Starting at the line below that contains "For each instance of the green bush, drop", print each line through the end of the records exactly as it appears.

[Point placement records]
____

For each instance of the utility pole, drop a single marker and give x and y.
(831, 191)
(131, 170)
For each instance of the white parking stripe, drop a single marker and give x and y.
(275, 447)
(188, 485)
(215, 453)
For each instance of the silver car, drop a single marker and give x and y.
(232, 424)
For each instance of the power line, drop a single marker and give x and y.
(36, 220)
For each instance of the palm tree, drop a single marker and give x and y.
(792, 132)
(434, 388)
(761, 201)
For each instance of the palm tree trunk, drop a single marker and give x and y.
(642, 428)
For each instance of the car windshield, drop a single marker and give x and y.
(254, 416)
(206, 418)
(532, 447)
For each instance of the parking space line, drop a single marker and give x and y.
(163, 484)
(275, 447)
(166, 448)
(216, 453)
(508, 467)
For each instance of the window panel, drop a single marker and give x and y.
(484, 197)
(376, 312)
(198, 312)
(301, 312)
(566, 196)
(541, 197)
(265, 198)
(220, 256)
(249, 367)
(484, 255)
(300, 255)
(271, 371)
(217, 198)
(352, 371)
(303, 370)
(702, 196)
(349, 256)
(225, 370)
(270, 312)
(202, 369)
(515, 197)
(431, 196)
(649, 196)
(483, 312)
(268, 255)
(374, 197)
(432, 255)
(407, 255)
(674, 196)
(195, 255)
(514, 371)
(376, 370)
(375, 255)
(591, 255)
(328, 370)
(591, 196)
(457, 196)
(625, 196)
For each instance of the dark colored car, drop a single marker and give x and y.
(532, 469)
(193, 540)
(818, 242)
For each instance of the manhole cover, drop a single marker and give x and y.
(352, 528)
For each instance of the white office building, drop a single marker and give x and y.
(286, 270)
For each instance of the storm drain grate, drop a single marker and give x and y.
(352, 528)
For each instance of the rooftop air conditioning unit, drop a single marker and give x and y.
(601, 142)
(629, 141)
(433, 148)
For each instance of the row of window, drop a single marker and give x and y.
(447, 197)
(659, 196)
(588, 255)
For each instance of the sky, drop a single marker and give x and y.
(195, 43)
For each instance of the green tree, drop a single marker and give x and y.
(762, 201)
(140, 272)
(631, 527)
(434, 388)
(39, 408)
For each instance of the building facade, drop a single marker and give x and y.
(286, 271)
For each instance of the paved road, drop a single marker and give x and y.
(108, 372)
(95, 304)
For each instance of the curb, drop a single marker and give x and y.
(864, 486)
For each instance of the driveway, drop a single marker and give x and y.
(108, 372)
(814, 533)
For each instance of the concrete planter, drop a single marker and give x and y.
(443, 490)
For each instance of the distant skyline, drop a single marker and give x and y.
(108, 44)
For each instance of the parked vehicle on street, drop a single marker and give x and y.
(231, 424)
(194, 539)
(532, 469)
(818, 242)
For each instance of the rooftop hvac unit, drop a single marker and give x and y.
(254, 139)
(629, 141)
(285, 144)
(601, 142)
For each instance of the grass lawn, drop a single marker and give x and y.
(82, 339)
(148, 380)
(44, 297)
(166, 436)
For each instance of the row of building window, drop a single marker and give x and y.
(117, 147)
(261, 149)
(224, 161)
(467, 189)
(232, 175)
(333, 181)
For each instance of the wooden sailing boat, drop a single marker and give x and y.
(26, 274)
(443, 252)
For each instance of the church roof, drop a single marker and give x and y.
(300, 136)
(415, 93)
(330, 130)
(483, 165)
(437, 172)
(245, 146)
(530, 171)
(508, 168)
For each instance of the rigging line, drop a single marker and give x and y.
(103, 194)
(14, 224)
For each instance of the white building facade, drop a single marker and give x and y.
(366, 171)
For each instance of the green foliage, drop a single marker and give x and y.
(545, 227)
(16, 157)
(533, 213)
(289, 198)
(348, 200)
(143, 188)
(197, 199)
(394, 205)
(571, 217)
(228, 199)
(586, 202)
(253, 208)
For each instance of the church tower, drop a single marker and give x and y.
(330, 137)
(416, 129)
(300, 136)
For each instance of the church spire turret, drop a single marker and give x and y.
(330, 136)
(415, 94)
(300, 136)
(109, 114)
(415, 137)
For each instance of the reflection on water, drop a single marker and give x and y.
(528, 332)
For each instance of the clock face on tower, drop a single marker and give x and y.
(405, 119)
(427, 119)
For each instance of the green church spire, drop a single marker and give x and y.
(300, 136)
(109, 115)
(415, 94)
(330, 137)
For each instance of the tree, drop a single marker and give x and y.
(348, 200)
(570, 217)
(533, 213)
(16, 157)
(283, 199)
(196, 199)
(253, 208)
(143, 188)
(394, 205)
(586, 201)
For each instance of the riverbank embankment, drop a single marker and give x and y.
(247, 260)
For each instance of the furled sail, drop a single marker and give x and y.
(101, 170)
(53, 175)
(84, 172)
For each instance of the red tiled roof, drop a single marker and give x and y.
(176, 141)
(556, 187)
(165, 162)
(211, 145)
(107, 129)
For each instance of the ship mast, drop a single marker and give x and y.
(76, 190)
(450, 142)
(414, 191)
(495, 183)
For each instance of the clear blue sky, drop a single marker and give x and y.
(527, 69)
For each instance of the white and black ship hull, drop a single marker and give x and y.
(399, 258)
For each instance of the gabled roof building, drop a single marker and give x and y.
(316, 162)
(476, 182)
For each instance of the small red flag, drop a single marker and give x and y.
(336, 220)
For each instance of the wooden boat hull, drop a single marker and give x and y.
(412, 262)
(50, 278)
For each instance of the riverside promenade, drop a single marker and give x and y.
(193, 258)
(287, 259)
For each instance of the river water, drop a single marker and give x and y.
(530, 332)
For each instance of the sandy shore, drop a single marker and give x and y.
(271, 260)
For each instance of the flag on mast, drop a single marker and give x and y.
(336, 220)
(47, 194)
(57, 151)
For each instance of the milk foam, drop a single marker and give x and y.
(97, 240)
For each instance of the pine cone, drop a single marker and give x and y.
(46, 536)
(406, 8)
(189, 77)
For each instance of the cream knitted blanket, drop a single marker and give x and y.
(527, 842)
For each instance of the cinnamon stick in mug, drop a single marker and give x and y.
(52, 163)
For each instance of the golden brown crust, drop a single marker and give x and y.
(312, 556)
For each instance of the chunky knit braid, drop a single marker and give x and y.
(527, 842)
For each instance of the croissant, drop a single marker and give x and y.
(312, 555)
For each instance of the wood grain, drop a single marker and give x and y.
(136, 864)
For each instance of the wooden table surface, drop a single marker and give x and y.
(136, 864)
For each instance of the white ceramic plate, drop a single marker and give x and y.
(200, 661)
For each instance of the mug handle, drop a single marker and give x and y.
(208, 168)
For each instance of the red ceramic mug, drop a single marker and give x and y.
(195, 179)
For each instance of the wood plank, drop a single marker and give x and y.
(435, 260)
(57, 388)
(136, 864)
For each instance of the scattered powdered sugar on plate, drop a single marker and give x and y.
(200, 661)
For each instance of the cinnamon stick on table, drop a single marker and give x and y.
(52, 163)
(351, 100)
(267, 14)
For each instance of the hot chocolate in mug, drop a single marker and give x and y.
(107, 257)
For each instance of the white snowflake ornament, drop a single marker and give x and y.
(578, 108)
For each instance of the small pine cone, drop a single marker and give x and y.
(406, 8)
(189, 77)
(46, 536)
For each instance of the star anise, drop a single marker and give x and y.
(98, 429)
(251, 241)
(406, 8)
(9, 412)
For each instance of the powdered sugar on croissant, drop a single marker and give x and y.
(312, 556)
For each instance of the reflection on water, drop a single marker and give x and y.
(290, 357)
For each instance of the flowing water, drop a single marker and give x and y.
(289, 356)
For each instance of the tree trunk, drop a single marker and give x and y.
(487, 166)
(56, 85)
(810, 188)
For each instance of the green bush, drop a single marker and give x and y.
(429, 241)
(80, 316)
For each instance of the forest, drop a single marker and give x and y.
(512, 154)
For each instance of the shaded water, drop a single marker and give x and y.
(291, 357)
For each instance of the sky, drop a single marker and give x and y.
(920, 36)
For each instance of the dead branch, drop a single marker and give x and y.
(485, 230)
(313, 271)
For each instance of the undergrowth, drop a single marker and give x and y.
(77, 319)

____

__THE REPLY__
For each instance of the green bush, drop a single marker and give x and y.
(429, 241)
(80, 316)
For each instance of the forest, drop a single marker and give x and y.
(512, 154)
For each instance of the shaded water, drop a single marker and give x and y.
(291, 357)
For each instance of the sky, drop a single marker and give x and y.
(920, 36)
For each instance of the dead branch, drop a single marker and give x and y.
(485, 230)
(313, 271)
For each instance of the undergrowth, drop a single marker and give x and y.
(77, 319)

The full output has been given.